## Ziel 1
Aktualisiere im Textauszug den Abschnitt von "Angela Rosenthals Arbeit" bis "die Wissenschaft betreiben." und gib ihn wieder, wobei "Texten" durch "Büchern" ersetzt wird.
## Ziel 2
Nenne alle Wissenschaftskulturen, zwischen denen Angela Rosenthals Sozialisation laut dem Textauszug stattfand.

## Textauszug
################
Angela Rosenthals Arbeit ist geprägt von ihrer Sozialisation zwischen
deutschen, britischen und nordamerikanischen Wissenschaftskulturen,
deren Unterschiede sie immer wieder reflektierte. "Laß uns mal wieder
quatschen" war die Formel, mit der sie lange Telefongespräche über
aktuelle Tendenzen und theoretische Novitäten im Fach ankündigte, die
sich - wie sie wußte - nicht nur aus Texten erschließen, weil es immer
auch um Machtverhältnisse in den Institutionen und die Mentalitäten von
Menschen geht, die Wissenschaft betreiben.
################
## Liste der Datensätze

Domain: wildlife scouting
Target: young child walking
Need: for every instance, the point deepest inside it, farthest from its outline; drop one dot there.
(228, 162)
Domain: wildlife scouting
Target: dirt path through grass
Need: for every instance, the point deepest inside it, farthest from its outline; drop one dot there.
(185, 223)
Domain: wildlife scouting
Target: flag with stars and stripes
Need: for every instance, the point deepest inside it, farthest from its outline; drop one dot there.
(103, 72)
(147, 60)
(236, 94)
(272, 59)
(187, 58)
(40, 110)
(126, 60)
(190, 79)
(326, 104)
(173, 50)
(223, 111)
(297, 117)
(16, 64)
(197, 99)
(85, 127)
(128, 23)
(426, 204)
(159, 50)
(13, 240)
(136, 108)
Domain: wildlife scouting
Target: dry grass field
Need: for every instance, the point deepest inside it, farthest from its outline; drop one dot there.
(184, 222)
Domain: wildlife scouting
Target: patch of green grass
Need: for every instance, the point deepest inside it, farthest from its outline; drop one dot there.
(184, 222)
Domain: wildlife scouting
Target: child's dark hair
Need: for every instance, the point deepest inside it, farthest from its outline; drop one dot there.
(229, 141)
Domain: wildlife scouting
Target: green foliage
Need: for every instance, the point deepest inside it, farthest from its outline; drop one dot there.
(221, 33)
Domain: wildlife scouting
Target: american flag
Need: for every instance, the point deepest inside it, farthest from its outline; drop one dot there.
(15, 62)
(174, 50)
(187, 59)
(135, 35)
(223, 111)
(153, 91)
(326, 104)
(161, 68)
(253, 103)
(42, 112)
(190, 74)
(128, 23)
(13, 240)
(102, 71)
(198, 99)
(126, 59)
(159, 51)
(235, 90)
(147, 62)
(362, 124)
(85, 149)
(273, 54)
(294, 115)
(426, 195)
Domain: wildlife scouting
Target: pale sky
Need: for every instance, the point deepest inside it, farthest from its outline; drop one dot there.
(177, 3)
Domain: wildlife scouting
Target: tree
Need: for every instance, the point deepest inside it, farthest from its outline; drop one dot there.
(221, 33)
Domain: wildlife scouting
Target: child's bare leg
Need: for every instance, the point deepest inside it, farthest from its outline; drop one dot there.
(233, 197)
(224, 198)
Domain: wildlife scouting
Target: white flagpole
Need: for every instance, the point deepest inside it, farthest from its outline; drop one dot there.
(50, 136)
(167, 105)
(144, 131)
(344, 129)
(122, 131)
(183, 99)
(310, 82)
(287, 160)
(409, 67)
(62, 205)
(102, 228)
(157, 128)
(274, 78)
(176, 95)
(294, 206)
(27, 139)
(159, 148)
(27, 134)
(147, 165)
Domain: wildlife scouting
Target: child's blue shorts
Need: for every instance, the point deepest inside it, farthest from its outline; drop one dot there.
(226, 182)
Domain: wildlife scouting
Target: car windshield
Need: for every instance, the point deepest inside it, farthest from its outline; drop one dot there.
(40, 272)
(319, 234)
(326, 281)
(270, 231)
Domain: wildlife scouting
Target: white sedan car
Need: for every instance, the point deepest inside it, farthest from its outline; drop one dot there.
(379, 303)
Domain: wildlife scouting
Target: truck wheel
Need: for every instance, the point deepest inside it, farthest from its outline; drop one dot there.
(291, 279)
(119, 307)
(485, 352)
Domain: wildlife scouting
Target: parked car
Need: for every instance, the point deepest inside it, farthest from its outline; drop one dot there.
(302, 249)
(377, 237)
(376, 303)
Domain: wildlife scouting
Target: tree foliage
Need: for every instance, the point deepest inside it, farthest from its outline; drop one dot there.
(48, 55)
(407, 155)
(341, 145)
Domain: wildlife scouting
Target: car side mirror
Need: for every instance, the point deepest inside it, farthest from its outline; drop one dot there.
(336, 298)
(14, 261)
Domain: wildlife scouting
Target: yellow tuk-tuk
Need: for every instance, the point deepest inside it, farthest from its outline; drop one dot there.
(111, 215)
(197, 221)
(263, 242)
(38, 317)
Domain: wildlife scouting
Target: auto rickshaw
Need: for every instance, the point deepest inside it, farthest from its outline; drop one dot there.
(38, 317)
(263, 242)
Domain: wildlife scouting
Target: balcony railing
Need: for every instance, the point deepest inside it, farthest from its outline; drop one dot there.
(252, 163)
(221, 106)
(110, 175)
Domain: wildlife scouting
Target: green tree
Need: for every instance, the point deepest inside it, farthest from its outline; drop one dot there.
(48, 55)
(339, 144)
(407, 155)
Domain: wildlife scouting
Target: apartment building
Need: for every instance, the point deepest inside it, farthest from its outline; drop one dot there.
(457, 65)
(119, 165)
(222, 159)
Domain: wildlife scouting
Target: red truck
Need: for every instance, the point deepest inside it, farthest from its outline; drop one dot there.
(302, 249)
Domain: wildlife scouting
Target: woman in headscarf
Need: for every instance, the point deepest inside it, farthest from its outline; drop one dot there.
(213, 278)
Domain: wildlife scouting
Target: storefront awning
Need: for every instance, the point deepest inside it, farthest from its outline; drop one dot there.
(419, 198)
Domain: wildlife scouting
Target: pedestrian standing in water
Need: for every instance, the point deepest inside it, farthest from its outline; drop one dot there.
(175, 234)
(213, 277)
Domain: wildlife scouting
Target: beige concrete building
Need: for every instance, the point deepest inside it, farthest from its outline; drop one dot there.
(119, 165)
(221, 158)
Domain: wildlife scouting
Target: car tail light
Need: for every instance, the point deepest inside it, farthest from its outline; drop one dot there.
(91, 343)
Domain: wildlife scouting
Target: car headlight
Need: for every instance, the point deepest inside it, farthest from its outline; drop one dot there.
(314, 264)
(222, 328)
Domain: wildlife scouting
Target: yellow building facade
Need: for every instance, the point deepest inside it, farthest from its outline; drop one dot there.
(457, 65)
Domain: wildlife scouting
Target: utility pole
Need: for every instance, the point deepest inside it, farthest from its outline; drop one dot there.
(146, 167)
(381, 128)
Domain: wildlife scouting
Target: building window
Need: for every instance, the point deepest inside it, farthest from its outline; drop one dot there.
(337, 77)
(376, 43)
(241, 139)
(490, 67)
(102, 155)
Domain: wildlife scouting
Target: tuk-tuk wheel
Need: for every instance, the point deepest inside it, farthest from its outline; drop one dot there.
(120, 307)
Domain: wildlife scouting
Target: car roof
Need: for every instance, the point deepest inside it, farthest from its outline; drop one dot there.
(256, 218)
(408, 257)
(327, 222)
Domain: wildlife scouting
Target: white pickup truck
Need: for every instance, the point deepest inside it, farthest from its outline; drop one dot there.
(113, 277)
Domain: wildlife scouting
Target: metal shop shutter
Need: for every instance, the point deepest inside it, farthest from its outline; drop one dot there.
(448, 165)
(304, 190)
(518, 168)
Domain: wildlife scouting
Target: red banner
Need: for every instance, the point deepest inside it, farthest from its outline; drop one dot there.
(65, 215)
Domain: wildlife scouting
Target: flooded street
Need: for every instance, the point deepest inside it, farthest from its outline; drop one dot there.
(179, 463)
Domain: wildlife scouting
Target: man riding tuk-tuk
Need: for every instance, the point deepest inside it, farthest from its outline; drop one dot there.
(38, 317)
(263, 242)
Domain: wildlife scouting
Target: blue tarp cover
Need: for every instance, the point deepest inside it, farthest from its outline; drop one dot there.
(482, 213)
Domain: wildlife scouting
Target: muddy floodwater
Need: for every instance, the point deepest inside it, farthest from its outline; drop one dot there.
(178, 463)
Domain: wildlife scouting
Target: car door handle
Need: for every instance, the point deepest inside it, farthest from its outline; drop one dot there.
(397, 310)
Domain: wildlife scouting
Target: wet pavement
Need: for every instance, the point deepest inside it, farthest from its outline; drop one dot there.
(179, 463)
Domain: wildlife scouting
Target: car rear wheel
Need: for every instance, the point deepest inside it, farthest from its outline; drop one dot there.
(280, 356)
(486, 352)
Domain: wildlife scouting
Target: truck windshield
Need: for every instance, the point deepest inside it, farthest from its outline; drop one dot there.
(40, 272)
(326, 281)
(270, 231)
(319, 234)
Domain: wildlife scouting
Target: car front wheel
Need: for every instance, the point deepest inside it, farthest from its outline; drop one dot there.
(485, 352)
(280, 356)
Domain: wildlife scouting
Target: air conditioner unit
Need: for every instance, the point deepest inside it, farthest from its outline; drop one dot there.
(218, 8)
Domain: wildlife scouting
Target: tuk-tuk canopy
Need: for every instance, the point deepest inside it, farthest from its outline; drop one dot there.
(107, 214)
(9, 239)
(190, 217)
################
## Vollständige Lösung 1
Angela Rosenthals Arbeit ist geprägt von ihrer Sozialisation zwischen
deutschen, britischen und nordamerikanischen Wissenschaftskulturen,
deren Unterschiede sie immer wieder reflektierte. "Laß uns mal wieder
quatschen" war die Formel, mit der sie lange Telefongespräche über
aktuelle Tendenzen und theoretische Novitäten im Fach ankündigte, die
sich - wie sie wußte - nicht nur aus Büchern erschließen, weil es immer
auch um Machtverhältnisse in den Institutionen und die Mentalitäten von
Menschen geht, die Wissenschaft betreiben.

## Vollständige Lösung 2
deutsche, britische, nordamerikanische